--- Action item ---
The full set of records is to be reproduced verbatim.

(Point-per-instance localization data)
[Start of section]

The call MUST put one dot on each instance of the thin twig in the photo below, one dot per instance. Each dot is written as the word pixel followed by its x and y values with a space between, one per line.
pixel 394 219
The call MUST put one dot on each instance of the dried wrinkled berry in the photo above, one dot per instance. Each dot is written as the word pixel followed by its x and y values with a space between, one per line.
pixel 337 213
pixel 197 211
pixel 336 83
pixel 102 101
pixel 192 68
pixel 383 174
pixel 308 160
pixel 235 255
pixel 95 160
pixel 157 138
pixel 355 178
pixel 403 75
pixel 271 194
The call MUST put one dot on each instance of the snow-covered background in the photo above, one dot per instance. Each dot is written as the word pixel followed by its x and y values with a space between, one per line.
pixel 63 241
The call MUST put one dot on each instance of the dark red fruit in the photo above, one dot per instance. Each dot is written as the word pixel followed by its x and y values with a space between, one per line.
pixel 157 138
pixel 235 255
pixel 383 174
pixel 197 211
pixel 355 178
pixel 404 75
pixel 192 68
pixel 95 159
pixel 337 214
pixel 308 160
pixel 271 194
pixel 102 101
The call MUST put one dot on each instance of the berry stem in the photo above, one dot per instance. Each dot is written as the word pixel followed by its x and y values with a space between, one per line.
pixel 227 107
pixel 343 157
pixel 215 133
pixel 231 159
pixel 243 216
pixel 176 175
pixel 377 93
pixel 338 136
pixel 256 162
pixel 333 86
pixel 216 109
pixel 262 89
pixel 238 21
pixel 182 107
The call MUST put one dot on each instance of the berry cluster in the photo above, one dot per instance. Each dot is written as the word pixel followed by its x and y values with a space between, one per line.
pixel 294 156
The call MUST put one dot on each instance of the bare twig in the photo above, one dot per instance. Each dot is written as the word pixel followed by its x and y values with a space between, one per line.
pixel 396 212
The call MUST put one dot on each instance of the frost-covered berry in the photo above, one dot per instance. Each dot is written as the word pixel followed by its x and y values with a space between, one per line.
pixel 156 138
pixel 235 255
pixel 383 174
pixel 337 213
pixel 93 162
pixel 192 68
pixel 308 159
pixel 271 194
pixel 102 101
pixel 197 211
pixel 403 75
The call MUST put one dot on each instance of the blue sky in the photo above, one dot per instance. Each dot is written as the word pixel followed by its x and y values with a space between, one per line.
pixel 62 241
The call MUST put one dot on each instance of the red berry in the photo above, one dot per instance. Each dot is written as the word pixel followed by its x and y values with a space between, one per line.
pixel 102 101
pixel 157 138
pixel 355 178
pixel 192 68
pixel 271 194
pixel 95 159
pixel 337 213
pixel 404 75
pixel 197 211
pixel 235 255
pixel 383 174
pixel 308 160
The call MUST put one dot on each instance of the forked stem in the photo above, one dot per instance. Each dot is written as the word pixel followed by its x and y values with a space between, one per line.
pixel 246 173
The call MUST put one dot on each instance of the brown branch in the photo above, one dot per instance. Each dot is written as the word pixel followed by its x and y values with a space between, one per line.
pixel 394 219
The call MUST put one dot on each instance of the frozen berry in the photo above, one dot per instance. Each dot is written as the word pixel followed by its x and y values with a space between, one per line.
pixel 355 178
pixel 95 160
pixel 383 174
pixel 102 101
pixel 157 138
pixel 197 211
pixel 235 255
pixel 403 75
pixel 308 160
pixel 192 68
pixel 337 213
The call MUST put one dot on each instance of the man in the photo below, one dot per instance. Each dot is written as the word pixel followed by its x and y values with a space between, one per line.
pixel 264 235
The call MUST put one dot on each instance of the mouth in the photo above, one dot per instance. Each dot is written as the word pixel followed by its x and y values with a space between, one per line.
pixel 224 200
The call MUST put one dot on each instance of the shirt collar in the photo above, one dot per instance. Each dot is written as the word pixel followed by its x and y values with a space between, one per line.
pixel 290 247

[End of section]

--- Task output ---
The call MUST put one dot on each instance of the thin twig in the photo below, one dot per instance. Each dot is written as the word pixel followed by its x and y values with a space between, one per line.
pixel 394 219
The call MUST put one dot on each instance of the dried wrinkled berry in the photo above, one dot per instance. Each dot is written as the word pixel followed by its x and y values with a space between, one per line.
pixel 337 213
pixel 197 211
pixel 336 83
pixel 102 101
pixel 192 68
pixel 383 174
pixel 308 160
pixel 235 255
pixel 95 160
pixel 157 138
pixel 355 178
pixel 403 75
pixel 271 194
The call MUST put one dot on each instance of the snow-covered background in the photo above, one dot per instance. Each dot is written as the word pixel followed by its x and y values with a space between, one per line.
pixel 63 241
The call MUST put one dot on each instance of the dark red fruit in the photo above, one dot per instance. Each dot is written as the word pixel followed by its x and y values with a space between, one per line.
pixel 157 138
pixel 235 255
pixel 383 174
pixel 197 211
pixel 355 178
pixel 404 75
pixel 192 68
pixel 95 159
pixel 337 214
pixel 308 160
pixel 271 194
pixel 102 101
The call MUST put one dot on each instance of the berry stem in the photo above, one dot per instance. Each dot is written as the word pixel followed by its x and y values with a space between, one per line.
pixel 227 107
pixel 343 157
pixel 215 133
pixel 231 159
pixel 243 216
pixel 176 175
pixel 377 93
pixel 338 136
pixel 256 162
pixel 333 86
pixel 216 109
pixel 262 89
pixel 238 21
pixel 182 107
The call MUST put one dot on each instance of the berry cluster in the photo above, one dot per instance. Each dot is written as the word pixel followed by its x and y values with a space between, one per line.
pixel 294 156
The call MUST put one dot on each instance of the bare twig in the photo above, one dot per instance. Each dot is written as the word pixel followed by its x and y values with a space between, one per line.
pixel 396 212
The call MUST put one dot on each instance of the frost-covered berry in the photo above, one dot per instance. Each dot is written as the word pixel followed by its x and y values with a space between, one per line.
pixel 156 138
pixel 235 255
pixel 383 174
pixel 337 213
pixel 93 162
pixel 192 68
pixel 308 159
pixel 271 194
pixel 102 101
pixel 197 211
pixel 403 75
The call MUST put one dot on each instance of the blue sky in the photo above, one dot per instance. Each dot is written as the word pixel followed by its x and y values with a space between, one per line.
pixel 62 241
The call MUST put one dot on each instance of the red berry in the photo above, one dot per instance. Each dot is written as the word pixel followed by its x and y values with a space between, one per line.
pixel 102 101
pixel 157 138
pixel 355 178
pixel 192 68
pixel 271 194
pixel 95 159
pixel 337 213
pixel 404 75
pixel 197 211
pixel 235 255
pixel 383 174
pixel 308 160
The call MUST put one dot on each instance of the forked stem in the photo above, one dot per instance. Each dot is written as the word pixel followed by its x and y values with a space between, one per line.
pixel 246 173
The call MUST put one dot on each instance of the brown branch in the photo above, one dot per instance. Each dot is written as the word pixel followed by its x and y values with a space between, one per line.
pixel 394 219
The call MUST put one dot on each instance of the frozen berry in the photo above, one dot per instance. Each dot is written as the word pixel followed by its x and y values with a space between, one per line.
pixel 355 178
pixel 95 160
pixel 383 174
pixel 102 101
pixel 157 138
pixel 197 211
pixel 235 255
pixel 403 75
pixel 308 160
pixel 192 68
pixel 337 213
The call MUST put one dot on each instance of the man in the photo below, one dot per instance. Each dot is written as the word pixel followed by its x and y values with a space between, one per line.
pixel 264 235
The call MUST put one dot on each instance of the mouth in the photo above, one dot per instance. Each dot is written as the word pixel followed by its x and y values with a space between, one per line.
pixel 224 200
The call MUST put one dot on each instance of the shirt collar in the photo above, one dot per instance. Each dot is written as the word pixel followed by its x and y values with a space between, one per line.
pixel 290 247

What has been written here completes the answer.